Voorkomen moet worden dat de risicolezers moedeloos struikelen over de opgaven, nog voordat ze aan het beantwoorden van het toetsitem zijn toegekomen. Er is dus veel winst te behalen in de voorbereiding op de toetsvorm.
"Als je de toetstekst en opgaven als een leesgenre beschouwt, kun je er namelijk expliciete instructie over geven".
Toetsen
De toets ‘Begrijpend Lezen’ van Cito meet de denkvaardigheid van leerlingen (en geen leesstrategieën). De toetsen ‘Woordenschat’ van Cito nemen een steekproef uit woorden die tot de basiswoordenschat van kinderen van een bepaalde leeftijd zouden moeten behoren en meten de mate waarin de leerlingen deze woorden beheersen. Het beantwoorden van de opgaven vraagt heel veel van leerlingen.
Door inzicht in de teksttypen en de tekstgenres die aan de orde komen (begrijpend lezen) en door kennis over de vraagvormen wordt het mogelijk om leerlingen voor te bereiden op wat er in de toets van ze wordt gevraagd en op welke manier de vaardigheden worden getoetst. Signaalwoorden herkennen en schooltaal snappen zijn nodig om correcte antwoorden op de opdrachten te kunnen geven. Op welke wijze kunnen leerlingen hierin vaardiger worden?
Voorbereiding toetsafname met leerlingen:
|
Signaalwoorden en schooltaal
Tekstkenmerken bepalen het tekstgenre. Leerlingen moeten leren deze kenmerken te herkennen. Niet alleen de titel, kopjes, witregels, vetgedrukte woorden en illustraties zijn medebepalend voor het genre, ook kenmerkende signaalwoorden spelen een rol.
‘Ten eerste, ten tweede, ten slotte,’ zijn signaalwoorden voor een informatieve tekst die een bepaald fenomeen in een zekere tijdsvolgorde beschrijft. Signaalwoorden zoals ‘in tegenstelling tot, anders dan, net als, toen-nu, hier-daar’, kunnen in een vergelijkende tekst voorkomen waarin verschillende meningen, ideeën, verschijnselen en gebeurtenissen worden geschetst.
--*--
Korte oefening A: Bewerk de records vanaf de regel met "the white plant" tot en met de regel met "[(471, 296)]": zet "touchpad" waar "trackpad" staat en laat al het andere zoals het is. Geef alleen die regels terug.

Records uit een dataset met puntannotaties:
--*--
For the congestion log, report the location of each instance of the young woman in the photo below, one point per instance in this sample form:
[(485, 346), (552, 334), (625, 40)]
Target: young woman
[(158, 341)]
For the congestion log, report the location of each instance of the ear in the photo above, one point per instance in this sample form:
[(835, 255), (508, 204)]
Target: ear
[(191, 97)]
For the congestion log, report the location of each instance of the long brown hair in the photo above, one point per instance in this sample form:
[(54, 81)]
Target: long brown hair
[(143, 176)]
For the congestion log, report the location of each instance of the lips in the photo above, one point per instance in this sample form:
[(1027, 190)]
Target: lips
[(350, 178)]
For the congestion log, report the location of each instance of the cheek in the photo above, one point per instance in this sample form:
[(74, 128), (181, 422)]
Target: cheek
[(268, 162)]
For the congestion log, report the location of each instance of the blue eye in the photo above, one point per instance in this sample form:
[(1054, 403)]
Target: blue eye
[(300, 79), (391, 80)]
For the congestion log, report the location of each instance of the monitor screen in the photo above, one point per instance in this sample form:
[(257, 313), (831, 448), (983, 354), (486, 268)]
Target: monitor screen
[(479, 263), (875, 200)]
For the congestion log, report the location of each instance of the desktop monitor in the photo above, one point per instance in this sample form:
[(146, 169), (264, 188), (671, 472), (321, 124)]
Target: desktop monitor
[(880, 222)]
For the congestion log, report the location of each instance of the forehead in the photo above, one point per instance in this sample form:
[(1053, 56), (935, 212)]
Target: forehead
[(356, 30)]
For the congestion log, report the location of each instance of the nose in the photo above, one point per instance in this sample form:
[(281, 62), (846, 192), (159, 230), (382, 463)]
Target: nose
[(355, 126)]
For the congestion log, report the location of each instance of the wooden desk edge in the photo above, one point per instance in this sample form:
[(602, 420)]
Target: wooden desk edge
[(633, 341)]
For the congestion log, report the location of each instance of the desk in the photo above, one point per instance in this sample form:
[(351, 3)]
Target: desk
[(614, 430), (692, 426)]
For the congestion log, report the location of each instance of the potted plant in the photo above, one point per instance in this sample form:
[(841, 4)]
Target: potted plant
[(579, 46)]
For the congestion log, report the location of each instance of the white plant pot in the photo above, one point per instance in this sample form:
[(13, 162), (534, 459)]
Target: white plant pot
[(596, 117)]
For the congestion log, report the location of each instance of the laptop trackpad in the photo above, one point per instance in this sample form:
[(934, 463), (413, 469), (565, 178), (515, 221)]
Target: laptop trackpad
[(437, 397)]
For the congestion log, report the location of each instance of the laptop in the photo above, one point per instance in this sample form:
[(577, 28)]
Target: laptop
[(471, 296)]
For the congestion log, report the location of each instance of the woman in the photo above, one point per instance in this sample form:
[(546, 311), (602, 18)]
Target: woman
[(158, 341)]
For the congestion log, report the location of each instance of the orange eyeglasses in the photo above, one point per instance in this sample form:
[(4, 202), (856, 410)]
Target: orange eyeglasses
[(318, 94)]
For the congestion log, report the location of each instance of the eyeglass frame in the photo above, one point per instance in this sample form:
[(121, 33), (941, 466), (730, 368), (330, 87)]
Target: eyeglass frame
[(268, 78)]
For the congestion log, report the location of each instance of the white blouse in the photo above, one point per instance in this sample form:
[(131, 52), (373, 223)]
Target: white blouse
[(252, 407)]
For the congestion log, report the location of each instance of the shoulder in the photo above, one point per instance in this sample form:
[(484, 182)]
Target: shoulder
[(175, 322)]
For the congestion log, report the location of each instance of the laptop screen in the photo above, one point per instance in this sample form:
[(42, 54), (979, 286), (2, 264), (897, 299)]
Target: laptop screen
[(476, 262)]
--*--
Korte oefening B: Waarom valt er volgens de tekst over toetsvoorbereiding veel winst te halen in de voorbereiding op de toetsvorm?

Antwoord A:
For the congestion log, report the location of each instance of the white plant pot in the photo above, one point per instance in this sample form:
[(13, 162), (534, 459)]
Target: white plant pot
[(596, 117)]
For the congestion log, report the location of each instance of the laptop touchpad in the photo above, one point per instance in this sample form:
[(934, 463), (413, 469), (565, 178), (515, 221)]
Target: laptop touchpad
[(437, 397)]
For the congestion log, report the location of each instance of the laptop in the photo above, one point per instance in this sample form:
[(577, 28)]
Target: laptop
[(471, 296)]

Antwoord B: Er moet voorkomen worden dat risicolezers moedeloos struikelen over de opgaven, nog voordat ze aan het beantwoorden van het toetsitem toekomen. Daarom valt er veel winst te halen in de voorbereiding op de toetsvorm.